Text segment START
Directors need to consider how to comply with their existing obligations and respond effectively to the challenges posed by COVID-19. This update provides a high-level overview of the issues and some practical considerations for directors of companies incorporated in England and Wales.
Discharging the s172 duty during the COVID-19 pandemic
Under the Companies Act 2006, the directors of a company incorporated in England and Wales have a general duty to exercise reasonable care, skill and diligence. They also have a duty under s172 of the Companies Act 2006 to act in the way they consider, in good faith, would be most likely to promote the success of the company for the benefit of shareholders as a whole and, in so doing, having regard to the following non-exclusive s172(1) factors:
- The likely consequences of any decision in the long-term
- The interests of the company's employees
- The need to foster the company's business relationships with suppliers, customers and others
- The impact of the company's operations on the community and the environment
- The desirability of the company maintaining a reputation for high standards of business conduct
- The need to act fairly between shareholders
Whilst the s172 duty is owed to the company itself, this list of factors requires directors to consider the effect of their decision-making on a wider range of stakeholders. Ultimately, directors need to use s172 as a tool to steer judgement and make decisions that will promote the success of the company having regard to the long-term. Directors should bear in mind that court decisions are based on the specific facts of a case. The rapidly changing circumstances that have arisen due to COVID-19 will therefore likely be highly relevant. The s172 duty is a "good faith" duty which means that provided directors' decisions are made honestly and with the view to securing both the immediate and long-term survival of the company, the duty is not likely to be breached. Courts in England and Wales do not look to unpick the commercial judgement of directors.
Decisions relating to employees
A key issue for companies currently involves making decisions about the treatment of employees. These can include decisions as to the necessity of out-of-home working, decisions around when and how employees who have been working remotely should return to the workplace and associated changes to policies and procedures. Some businesses are having to consider whether to reduce employee and contractor numbers and make redundancies and/or furlough employees, impose hiring freezes and/or seek to renegotiate salaries.
Directors will need to consider the conflicting stakeholder interests and ultimately make a decision based on the courses of action which will, in their opinion, promote the success of the company having regard to the long-term.
The Institute of Directors has noted that communications and policies should be in place to protect employee wellbeing and act responsibility to slow the spread of the virus. The board of directors has a duty to both the company and to society as a whole to closely monitor the guidance and requirements of government and the authorities and to ensure that they are fully complied with at all levels of the organisation. The Institute of Chartered Accountants in England and Wales has commented that at the moment health and safety overshadows all other considerations.
Decisions relating to suppliers, customers and other counterparties
COVID-19 will impact each business differently. Similar consideration should be given to supplier and customer breaches, requests for changes to payment terms and/or other requests. The company's interests in the long-term may lie in seeking alternative solutions to mitigate damage to relationships with suppliers, customers and other counterparties.
Again, directors should take the course of action which will in their opinion promote the success of the company, having regard to the long term.
Text segment END
Data extract START
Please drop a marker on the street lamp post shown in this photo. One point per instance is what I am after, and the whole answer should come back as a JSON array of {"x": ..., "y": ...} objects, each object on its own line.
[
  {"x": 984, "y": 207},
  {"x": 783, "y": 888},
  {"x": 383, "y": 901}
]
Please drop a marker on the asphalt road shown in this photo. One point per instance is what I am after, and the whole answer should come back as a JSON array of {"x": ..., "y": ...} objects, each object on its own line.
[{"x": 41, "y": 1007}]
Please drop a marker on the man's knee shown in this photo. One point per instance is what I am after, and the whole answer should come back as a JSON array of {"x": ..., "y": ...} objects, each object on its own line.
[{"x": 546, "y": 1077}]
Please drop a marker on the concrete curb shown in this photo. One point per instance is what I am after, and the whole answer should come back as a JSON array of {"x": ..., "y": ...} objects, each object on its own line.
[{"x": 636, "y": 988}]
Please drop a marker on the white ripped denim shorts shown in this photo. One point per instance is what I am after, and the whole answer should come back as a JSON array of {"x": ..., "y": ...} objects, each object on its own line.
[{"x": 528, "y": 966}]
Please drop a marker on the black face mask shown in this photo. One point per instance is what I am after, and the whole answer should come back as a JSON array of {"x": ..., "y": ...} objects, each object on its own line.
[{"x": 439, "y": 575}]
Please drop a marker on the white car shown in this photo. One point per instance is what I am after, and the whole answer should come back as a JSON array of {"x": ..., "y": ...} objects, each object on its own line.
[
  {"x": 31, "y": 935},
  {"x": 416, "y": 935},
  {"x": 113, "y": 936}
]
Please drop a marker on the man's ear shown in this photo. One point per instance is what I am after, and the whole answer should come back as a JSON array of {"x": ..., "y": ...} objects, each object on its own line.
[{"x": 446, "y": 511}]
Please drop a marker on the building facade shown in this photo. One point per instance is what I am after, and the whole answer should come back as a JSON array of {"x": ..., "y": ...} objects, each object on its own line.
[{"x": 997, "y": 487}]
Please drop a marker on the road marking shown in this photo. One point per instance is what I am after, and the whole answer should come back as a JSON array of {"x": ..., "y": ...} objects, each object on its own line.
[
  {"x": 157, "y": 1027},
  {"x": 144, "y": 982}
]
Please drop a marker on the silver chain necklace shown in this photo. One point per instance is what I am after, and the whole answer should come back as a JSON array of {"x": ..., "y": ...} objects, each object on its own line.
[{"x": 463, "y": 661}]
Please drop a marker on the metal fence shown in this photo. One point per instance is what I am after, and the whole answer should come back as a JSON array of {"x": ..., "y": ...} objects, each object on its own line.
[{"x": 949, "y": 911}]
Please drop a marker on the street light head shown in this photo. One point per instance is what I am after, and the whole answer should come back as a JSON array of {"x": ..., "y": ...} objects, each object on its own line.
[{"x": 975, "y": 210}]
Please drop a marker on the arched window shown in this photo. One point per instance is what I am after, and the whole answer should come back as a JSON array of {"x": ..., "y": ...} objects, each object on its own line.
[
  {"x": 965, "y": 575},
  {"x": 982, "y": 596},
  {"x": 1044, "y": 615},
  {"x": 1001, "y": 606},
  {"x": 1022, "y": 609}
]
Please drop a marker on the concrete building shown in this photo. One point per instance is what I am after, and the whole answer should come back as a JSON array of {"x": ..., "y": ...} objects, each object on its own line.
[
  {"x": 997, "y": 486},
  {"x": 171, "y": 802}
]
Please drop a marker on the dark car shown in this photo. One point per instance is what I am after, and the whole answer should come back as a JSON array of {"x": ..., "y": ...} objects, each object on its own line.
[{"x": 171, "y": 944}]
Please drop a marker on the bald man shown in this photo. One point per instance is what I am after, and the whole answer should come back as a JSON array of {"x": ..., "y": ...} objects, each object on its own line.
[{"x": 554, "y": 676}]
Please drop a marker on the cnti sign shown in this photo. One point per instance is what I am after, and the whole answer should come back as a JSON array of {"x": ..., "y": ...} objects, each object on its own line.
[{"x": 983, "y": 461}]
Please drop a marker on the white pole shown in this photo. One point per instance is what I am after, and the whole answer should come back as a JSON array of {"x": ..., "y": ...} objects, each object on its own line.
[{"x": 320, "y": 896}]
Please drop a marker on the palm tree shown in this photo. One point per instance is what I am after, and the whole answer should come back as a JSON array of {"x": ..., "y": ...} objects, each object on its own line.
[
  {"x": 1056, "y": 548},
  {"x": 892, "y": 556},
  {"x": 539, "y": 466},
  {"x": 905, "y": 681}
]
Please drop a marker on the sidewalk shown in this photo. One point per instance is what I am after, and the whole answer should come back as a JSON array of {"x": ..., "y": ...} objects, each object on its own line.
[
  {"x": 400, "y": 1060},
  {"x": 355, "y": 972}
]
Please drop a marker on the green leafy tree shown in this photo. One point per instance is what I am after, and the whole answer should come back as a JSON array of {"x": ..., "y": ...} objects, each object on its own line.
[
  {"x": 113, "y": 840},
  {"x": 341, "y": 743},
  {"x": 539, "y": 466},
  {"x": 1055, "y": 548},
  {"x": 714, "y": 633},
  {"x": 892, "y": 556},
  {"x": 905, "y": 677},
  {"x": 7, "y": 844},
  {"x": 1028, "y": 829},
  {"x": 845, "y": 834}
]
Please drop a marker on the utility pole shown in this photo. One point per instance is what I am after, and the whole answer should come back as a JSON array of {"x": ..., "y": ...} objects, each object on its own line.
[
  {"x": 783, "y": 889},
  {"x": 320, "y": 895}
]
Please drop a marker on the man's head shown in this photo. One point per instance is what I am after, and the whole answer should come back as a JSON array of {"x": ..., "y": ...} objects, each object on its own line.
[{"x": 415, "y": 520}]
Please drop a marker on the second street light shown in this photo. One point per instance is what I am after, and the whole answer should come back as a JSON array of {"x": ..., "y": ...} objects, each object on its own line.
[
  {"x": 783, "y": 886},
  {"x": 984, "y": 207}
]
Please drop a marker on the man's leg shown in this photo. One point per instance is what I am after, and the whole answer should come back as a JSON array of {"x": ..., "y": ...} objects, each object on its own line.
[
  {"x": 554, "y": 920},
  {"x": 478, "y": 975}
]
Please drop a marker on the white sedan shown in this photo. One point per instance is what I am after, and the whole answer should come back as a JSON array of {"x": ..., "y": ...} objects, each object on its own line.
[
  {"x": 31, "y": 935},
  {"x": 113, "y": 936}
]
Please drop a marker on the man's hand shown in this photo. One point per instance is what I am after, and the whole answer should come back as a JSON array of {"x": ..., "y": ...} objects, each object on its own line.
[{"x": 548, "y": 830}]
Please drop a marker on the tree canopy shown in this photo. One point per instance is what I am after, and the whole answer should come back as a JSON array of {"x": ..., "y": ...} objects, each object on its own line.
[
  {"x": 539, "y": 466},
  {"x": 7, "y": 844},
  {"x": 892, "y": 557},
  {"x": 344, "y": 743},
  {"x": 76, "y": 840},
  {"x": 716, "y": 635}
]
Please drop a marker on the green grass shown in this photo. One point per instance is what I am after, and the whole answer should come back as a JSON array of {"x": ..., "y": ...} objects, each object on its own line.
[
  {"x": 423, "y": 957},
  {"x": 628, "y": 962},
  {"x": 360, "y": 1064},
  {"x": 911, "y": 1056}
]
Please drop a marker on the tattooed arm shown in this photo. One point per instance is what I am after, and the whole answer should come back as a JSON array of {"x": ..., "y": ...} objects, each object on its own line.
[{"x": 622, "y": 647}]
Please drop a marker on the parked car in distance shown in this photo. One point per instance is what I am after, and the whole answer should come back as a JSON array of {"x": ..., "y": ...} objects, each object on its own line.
Data extract END
Problems to work on:
**A.** From the update on directors' duties, list every factor named under s172(1) to which directors must have regard.
**B.** Retype the passage of the update on directors' duties starting with "Directors need to consider" and going on through "England and Wales.".
These entries stand apart from the update on directors' duties and are separate material.

Numbered answers:
**A.**
- The likely consequences of any decision in the long-term
- The interests of the company's employees
- The need to foster the company's business relationships with suppliers, customers and others
- The impact of the company's operations on the community and the environment
- The desirability of the company maintaining a reputation for high standards of business conduct
- The need to act fairly between shareholders

**B.**
Directors need to consider how to comply with their existing obligations and respond effectively to the challenges posed by COVID-19. This update provides a high-level overview of the issues and some practical considerations for directors of companies incorporated in England and Wales.